| TEXT EXCERPT |
As shown in FIG. 2, in one or more embodiments, the factual inconsistency detection system 106 performs an act 230 to generate consistency scores representing relationships between the digital document and the atomic facts (e.g., the digital summary). For example, the factual inconsistency detection system 106 generates localized relationship scores 234. In one or more embodiments, localized relationship scores 234 include or refer to scores that represent the relationship between a specific localized part of a digital document (e.g., a sentence) and an atomic fact. For example, the localized relationship scores 234 focus on smaller, distinct portions of the digital document to quantify the factual or logical relationship between small, specific portions of a document and an atomic fact to provide a granular evaluation of factual consistency. The factual inconsistency detection system 106 utilizes the localized relationship scores 234 for precise detection of where atomic facts are aligned, contradicted, or unrelated to sentences within the digital document.

As also shown, the factual inconsistency detection system 106 generates granularity expanded relationship scores 236. In one or more embodiments, granularity expanded relationship scores 236 include or refer to scores that represent the relationship between increasingly larger segments (relative to the localized relationship scores) of the digital document (e.g., multiple adjacent sentences) and an atomic fact. For example, the factual inconsistency detection system 106 gradually expands the scope of the evaluation from small units (e.g., individual sentences) to larger units (e.g., multiple consecutive sentences) to provide a more comprehensive understanding of the relationship between the digital document and the atomic fact. The factual inconsistency detection system 106 utilizes the granularity expanded relationship scores 236 for precise detection of where atomic facts are aligned, contradicted, or unrelated to groups of sentences within the digital document.

| STORED DATA |
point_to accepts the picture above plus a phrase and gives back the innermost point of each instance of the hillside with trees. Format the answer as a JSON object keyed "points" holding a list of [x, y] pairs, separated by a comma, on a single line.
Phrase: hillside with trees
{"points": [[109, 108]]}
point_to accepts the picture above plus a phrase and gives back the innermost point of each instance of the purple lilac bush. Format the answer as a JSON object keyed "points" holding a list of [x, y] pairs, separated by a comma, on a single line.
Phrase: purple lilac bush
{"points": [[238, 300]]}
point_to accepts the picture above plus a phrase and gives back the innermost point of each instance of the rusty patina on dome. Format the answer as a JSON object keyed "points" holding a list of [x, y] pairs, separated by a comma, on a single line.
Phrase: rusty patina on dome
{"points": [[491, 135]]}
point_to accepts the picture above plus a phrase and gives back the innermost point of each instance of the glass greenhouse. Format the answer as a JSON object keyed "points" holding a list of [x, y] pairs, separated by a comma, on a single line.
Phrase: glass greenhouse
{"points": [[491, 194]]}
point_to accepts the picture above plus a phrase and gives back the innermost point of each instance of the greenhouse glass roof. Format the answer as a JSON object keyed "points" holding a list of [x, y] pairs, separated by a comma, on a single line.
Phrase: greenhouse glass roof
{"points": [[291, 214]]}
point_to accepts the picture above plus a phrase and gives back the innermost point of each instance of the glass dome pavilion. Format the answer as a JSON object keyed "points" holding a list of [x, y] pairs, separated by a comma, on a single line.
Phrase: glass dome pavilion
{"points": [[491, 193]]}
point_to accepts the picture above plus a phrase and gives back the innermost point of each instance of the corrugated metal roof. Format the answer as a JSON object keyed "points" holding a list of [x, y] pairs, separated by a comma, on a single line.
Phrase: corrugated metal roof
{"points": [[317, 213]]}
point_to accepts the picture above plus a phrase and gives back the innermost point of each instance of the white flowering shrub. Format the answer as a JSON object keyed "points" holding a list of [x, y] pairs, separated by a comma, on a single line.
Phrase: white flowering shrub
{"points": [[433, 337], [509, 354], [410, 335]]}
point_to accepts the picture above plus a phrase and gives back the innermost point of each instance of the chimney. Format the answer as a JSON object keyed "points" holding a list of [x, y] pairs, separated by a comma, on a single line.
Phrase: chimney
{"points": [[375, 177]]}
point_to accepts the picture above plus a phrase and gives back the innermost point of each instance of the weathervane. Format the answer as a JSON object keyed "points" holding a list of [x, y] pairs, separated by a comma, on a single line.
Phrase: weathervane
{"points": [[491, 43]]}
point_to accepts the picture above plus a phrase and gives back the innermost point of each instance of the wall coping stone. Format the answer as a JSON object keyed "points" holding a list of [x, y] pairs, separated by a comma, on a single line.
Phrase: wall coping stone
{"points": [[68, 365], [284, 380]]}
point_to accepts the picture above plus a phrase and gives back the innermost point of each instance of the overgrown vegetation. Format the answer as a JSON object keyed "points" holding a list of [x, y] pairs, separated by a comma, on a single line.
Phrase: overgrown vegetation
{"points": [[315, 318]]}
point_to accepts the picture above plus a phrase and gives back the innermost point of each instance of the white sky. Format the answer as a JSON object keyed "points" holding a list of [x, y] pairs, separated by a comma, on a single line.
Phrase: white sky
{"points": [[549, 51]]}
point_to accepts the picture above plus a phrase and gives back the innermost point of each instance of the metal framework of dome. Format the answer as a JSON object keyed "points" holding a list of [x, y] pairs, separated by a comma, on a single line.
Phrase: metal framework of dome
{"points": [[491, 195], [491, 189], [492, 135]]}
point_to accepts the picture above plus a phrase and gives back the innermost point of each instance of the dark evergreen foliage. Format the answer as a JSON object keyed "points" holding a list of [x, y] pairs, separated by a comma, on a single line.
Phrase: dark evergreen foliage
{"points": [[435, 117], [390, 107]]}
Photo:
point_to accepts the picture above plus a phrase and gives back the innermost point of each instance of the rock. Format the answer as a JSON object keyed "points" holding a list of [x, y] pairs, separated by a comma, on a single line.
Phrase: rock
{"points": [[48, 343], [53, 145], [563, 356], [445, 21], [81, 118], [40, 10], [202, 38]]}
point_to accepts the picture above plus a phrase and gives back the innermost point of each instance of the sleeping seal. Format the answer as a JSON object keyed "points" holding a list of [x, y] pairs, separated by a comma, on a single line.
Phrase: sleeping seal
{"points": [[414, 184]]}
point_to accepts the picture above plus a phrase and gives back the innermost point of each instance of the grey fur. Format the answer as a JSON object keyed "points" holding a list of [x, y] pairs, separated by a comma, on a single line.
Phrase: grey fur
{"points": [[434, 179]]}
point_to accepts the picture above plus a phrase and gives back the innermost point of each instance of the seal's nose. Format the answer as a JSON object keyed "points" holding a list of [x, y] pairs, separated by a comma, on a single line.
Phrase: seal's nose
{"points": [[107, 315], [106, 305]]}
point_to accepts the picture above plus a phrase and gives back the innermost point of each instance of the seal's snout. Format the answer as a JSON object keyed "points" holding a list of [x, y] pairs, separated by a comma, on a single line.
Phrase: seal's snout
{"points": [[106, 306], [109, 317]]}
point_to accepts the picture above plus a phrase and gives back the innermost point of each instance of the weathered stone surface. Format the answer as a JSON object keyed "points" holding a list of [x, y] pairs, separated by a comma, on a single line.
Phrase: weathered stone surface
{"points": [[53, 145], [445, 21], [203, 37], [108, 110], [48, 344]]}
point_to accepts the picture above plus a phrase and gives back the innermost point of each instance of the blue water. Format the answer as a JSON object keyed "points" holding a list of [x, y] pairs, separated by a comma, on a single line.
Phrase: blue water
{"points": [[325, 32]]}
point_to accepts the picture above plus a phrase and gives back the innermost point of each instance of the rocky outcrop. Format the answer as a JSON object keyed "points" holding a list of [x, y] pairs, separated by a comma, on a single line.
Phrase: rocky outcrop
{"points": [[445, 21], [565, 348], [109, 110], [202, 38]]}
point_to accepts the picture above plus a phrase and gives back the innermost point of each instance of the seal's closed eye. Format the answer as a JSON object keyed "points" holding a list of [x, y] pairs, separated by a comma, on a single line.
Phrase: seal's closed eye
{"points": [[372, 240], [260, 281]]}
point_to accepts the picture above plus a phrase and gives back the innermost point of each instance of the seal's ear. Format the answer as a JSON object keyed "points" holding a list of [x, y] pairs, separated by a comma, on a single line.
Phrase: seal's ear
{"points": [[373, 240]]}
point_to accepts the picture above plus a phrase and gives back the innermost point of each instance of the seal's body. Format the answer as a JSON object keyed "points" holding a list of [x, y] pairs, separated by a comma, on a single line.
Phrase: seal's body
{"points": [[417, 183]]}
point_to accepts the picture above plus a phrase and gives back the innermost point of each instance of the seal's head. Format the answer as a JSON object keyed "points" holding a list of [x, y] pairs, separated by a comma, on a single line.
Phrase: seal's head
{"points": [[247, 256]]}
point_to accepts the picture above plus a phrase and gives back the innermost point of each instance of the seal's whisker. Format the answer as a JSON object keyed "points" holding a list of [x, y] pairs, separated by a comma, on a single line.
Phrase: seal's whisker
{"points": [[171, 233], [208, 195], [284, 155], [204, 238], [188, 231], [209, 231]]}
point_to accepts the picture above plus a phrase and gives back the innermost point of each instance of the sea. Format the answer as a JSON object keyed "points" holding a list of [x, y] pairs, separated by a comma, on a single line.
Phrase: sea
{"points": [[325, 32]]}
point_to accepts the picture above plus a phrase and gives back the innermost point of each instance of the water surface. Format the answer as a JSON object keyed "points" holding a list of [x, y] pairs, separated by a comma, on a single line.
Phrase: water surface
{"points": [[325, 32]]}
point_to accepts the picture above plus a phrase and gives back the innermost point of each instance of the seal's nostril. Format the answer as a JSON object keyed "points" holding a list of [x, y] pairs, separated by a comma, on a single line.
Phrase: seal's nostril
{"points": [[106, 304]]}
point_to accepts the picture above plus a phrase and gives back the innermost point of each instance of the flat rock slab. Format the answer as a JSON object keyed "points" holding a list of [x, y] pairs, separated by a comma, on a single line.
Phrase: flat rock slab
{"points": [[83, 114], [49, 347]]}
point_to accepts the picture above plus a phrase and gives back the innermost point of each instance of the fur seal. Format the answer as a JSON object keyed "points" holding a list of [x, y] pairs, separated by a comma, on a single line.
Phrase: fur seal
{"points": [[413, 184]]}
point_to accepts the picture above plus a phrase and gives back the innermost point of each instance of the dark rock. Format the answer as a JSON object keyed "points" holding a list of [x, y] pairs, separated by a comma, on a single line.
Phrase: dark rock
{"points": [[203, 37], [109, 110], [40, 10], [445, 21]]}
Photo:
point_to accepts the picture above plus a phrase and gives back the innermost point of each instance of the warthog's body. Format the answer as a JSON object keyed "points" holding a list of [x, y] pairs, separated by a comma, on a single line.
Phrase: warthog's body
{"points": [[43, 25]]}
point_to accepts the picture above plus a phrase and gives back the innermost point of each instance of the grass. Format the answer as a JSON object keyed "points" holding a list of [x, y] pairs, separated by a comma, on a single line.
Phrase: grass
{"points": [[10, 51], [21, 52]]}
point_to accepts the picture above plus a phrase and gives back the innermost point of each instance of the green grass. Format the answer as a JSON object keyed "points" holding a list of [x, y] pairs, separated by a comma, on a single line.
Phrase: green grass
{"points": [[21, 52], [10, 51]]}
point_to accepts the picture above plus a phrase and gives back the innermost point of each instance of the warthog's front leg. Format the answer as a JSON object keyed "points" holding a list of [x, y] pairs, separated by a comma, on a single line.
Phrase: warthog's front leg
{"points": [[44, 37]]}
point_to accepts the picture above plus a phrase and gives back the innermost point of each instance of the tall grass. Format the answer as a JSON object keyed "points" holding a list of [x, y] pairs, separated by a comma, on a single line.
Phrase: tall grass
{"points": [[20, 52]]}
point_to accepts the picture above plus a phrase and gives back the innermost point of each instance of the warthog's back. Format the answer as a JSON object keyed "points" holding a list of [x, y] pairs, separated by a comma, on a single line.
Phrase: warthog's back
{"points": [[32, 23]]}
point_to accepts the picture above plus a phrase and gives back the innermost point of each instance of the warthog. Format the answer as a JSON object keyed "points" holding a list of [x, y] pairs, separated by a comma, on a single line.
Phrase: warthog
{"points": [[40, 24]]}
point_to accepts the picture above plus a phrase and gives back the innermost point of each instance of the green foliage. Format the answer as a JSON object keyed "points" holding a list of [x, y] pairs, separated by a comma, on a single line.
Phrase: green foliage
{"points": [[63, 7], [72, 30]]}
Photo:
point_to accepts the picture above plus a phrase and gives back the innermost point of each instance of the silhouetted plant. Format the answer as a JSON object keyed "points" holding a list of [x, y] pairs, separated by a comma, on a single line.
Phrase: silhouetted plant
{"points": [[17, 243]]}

| INSTRUCTIONS |
A. In the excerpt on factual inconsistency detection, what do the localized relationship scores represent?
B. Continue the excerpt on factual inconsistency detection from its last sentence.
The entries are separate from the excerpt on factual inconsistency detection.

| EXERCISE ANSWERS |
A. The relationship between a specific localized part of a digital document, such as a sentence, and an atomic fact.

B.
As described, the factual inconsistency detection system 106 utilizes a natural language inference model 232 (“NLI”) to generate relationship scores between a premise and a hypothesis. For example, the factual inconsistency detection system 106 utilizes a natural language inference model 232 to generate relationship scores between sentence(s) from the coreference resolved digital document 214b (or the digital document 214a) and an atomic fact. In some cases, the natural language inference model 232 includes or refers to a natural language inference model specifically trained to perform inference tasks, such as determining whether the atomic fact is entailed (e.g., factually consistent), contradicted (e.g., factually inaccurate), or neutral (e.g., irrelevant or unclear) in relation to the premise.

In one or more embodiments, the factual inconsistency detection system 106 utilizes a machine learning model for the natural language inference model 232 which includes a neural network such as a transformer-based model. In some cases, the natural language inference model 232 utilizes a transformer architecture trained to focus on inference tasks and capture complex relationships in language. By utilizing mechanisms such as self-attention and contextual embeddings, the natural language inference model 232 model compares textual relationships to generate relationship scores. In some implementations, the natural language inference model 232 model uses a pre-trained architecture such as BERT (Bidirectional Encoder Representations from Transformers) or T5 (Text-to-Text Transfer Transformer).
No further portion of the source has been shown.